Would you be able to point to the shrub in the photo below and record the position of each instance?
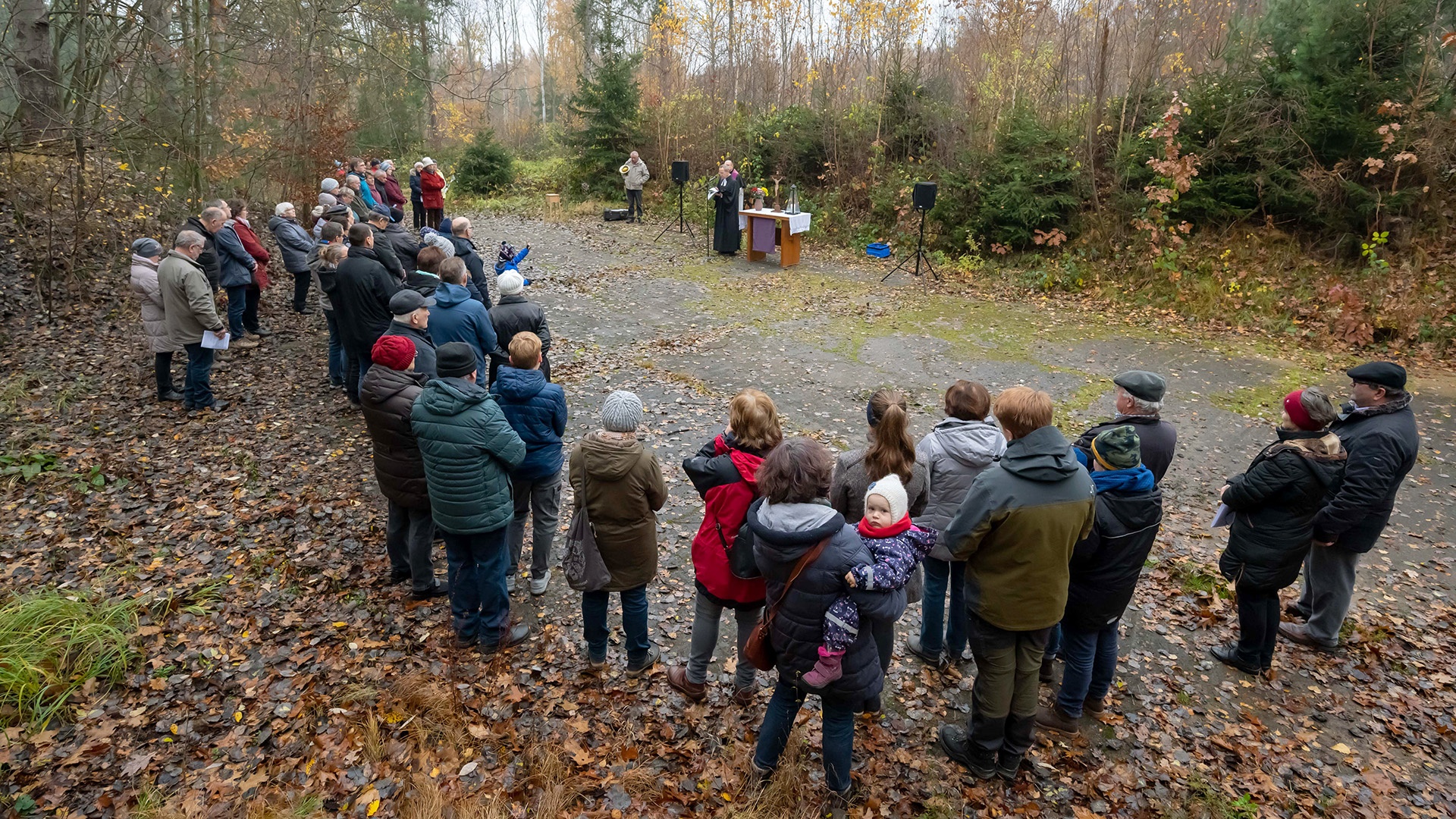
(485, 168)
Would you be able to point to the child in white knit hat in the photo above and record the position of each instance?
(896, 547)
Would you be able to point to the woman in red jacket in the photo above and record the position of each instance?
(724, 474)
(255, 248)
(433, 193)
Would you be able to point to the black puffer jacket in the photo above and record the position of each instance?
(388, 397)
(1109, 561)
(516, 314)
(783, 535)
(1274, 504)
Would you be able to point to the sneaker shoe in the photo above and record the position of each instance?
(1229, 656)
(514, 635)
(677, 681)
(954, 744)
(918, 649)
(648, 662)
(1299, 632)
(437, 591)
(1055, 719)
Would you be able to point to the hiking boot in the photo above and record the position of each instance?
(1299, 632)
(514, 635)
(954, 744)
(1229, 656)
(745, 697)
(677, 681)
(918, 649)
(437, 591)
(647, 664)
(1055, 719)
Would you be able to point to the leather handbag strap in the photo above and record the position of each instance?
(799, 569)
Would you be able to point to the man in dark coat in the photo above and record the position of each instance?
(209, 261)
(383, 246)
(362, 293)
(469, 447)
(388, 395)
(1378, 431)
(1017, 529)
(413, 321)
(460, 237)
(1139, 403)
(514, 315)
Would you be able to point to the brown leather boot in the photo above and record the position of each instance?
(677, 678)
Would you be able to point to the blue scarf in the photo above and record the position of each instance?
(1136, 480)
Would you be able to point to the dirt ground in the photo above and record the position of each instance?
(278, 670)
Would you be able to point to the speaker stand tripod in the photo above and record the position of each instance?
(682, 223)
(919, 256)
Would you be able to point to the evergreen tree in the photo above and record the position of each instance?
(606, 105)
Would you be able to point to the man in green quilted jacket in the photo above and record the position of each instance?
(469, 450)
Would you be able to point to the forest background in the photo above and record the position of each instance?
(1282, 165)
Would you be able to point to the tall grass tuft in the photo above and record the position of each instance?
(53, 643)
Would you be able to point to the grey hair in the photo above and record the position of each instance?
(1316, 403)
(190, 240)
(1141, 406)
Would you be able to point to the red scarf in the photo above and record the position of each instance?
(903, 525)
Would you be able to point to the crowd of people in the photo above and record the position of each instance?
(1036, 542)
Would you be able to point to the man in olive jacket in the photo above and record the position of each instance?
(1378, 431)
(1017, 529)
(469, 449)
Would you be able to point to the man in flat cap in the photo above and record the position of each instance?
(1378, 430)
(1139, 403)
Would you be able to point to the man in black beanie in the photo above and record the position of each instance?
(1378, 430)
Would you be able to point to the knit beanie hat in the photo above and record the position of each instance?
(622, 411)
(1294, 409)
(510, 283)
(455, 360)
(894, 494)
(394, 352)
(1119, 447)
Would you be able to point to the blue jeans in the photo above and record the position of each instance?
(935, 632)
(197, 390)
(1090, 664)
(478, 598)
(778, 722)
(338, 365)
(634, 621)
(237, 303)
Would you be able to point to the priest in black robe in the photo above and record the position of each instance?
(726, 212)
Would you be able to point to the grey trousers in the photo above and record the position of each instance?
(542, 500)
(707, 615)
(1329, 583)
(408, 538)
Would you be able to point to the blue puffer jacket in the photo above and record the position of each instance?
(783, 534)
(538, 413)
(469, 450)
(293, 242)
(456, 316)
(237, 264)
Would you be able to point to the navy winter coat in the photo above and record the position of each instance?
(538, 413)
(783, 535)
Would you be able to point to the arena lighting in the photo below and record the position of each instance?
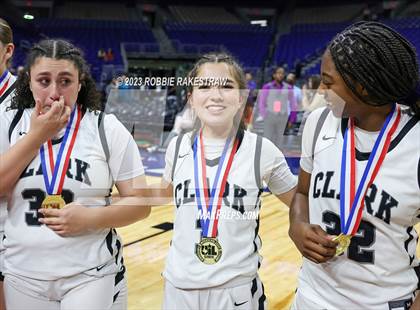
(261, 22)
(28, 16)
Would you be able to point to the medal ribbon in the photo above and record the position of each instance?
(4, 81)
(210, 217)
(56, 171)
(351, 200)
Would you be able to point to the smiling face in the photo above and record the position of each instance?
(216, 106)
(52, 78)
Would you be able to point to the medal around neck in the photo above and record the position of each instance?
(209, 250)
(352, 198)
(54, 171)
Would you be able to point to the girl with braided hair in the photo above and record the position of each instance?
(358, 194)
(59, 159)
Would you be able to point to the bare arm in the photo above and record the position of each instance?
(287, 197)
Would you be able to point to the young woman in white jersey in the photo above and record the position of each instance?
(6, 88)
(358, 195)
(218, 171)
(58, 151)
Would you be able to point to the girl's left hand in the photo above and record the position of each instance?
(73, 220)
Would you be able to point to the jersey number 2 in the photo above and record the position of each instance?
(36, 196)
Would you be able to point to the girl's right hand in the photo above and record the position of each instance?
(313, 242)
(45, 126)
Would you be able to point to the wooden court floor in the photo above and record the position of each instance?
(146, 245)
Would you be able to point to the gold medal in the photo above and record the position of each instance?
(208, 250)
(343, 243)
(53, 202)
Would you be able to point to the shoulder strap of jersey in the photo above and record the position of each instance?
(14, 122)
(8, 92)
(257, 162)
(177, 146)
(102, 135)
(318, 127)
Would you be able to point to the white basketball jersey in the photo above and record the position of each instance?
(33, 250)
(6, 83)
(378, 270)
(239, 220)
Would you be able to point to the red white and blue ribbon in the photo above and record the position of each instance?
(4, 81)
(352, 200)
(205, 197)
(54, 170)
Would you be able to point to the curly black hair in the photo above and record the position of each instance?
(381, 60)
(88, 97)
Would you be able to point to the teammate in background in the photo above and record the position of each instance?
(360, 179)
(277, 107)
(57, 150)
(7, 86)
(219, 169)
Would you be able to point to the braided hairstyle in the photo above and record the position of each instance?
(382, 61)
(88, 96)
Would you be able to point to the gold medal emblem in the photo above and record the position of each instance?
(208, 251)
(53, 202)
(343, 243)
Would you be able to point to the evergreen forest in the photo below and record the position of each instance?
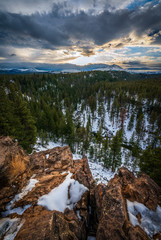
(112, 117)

⁂

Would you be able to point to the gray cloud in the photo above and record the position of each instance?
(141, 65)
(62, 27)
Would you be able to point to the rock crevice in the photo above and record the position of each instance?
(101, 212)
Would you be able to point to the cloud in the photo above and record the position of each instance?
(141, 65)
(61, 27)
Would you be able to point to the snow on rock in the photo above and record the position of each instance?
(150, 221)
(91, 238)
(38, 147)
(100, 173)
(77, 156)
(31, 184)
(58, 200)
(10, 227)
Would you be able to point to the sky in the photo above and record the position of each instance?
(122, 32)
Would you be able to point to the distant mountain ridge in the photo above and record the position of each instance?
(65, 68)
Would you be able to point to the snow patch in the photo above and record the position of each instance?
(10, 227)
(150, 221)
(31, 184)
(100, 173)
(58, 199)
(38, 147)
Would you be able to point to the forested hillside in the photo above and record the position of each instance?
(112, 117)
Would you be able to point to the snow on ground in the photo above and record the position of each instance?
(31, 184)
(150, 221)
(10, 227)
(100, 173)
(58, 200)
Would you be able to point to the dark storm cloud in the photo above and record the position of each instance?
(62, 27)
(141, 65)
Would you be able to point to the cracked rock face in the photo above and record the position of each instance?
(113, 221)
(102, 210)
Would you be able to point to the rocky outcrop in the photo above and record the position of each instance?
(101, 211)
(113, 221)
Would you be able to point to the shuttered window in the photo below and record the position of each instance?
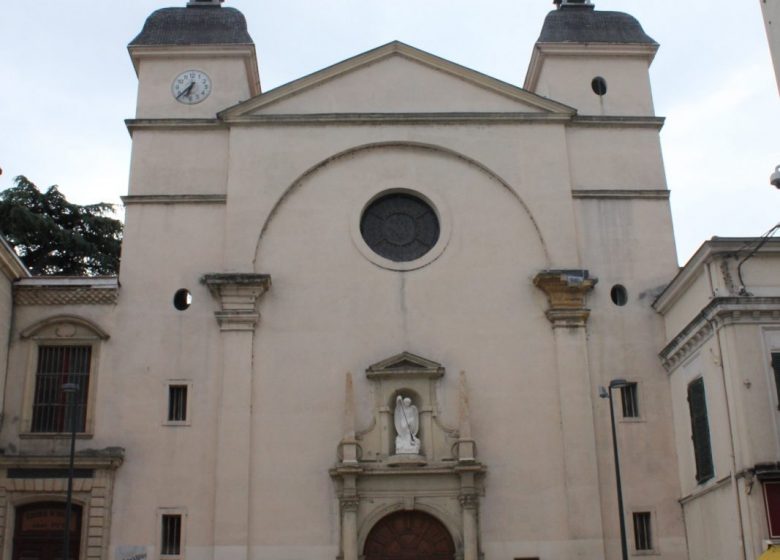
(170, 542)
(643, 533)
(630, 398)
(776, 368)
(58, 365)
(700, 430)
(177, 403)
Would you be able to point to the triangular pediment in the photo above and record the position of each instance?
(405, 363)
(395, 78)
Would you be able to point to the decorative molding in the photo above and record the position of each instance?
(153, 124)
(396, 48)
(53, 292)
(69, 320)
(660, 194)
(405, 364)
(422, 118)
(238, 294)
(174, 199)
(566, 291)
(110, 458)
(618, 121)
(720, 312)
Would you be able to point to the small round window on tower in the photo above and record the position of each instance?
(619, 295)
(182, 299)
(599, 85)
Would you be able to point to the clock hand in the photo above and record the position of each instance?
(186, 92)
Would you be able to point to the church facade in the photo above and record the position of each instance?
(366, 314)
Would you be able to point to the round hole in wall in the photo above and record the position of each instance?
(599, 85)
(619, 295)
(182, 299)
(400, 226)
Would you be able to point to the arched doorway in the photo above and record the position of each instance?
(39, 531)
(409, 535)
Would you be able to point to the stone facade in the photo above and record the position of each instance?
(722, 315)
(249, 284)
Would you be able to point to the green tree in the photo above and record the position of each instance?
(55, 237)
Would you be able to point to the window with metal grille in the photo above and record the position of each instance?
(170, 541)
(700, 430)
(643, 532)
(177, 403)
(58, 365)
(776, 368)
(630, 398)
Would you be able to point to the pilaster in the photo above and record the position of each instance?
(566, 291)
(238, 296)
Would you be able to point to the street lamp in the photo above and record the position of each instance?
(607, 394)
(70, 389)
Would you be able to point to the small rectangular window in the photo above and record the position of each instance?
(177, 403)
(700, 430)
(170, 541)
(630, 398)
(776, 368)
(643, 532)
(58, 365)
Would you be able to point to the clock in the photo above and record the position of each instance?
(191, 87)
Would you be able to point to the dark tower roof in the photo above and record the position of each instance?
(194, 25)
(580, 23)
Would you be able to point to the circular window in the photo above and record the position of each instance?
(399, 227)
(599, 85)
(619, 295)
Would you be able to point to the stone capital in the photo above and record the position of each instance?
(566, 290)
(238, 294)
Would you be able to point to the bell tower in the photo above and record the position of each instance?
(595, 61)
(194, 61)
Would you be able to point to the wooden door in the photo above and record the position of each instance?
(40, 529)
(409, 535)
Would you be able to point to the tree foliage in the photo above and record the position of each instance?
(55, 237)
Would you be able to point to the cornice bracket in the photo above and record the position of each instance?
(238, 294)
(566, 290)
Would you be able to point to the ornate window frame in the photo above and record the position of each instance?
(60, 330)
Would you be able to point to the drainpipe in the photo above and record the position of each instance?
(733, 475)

⁂

Extract each line of the data above that contains the word "scarf", treating uppercase and lowercase letters as different.

> _Finished task_
Would you be able to point to the blue scarf in the photo above and record the position of each instance?
Would you be able to point to the red scarf in the photo above and record the position of each instance?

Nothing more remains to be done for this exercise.